## TASK PROMPT
In the book-pairing post below, which nonfiction book is recommended to read after Nisi Shawl's Everfair?
>> Begin SELECTED PASSAGE
Nonfiction November: Book Pairing

Nonfiction November continues, hosted this week by Sarah at Sarah’s Book Shelves. This week we’re talking book pairings!

Nonfiction November

This week, pair up a nonfiction book with a fiction title. It can be a “If you loved this book, read this!” or just two titles that you think would go well together. Maybe it’s a historical novel and you’d like to get the real history by reading a nonfiction version of the story.

Mm, yes, I love a good game of Read This Then That. Nonfiction November has pegged me accurately in this regard. Let’s start with a creepy debut novel I read earlier in the year, Krys Lee’s How I Became a North Korean.

It’s an excellent look at the lives of North Koreans after they escape from their hometown, and I’m pairing it up with Suki Kim’s Without You There Is No Us, as an act of rebellion against everyone in publishing and the media who framed Kim’s book like a memoir instead of the work of investigative journalism that it is. Down with gendered bullshit!

Next I will be pairing up two books where maybe you’ll read this recommendation and say “Jenny is this just a thinly veiled plot to get us to read these two books you’re already obviously very excited about?” To which the answer is, of course, yes. Yes, that is what is happening. Sorry to have been so transparent.

Read Nisi Shawl’s Everfair, an alt-history Congolese steampunk fantasy that has dirigibles, deception, lesbians, and characters who use cats for spies.

Then when you’re finished and you have thousands of questions about which elements of the plot are from real history and which ones are from Nisi Shawl’s considerable imagination, get thee to David van Reybrouck’s Congo, a magisterial history of the Democratic Republic of Congo. It’s massive but engaging. I can’t recommend it enough.

Thanks to the Nonfiction November hosts for staying fabulous! What nonfiction are y’all reading this week?

It’s the End of 2015 (as we know it)

So here we are at the end of 2015. I had this idea that maybe in 2016 I’ll get really good about writing down all the super-excellent things that happen to me that year, and that way I won’t be struggling to think of them when the end of the year rolls around.
>> End SELECTED PASSAGE
>> Begin DATASET SECTION
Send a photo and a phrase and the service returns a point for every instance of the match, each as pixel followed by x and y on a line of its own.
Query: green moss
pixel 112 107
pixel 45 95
>> End DATASET SECTION
## SOLUTION TO THIS PROBLEM
David van Reybrouck's Congo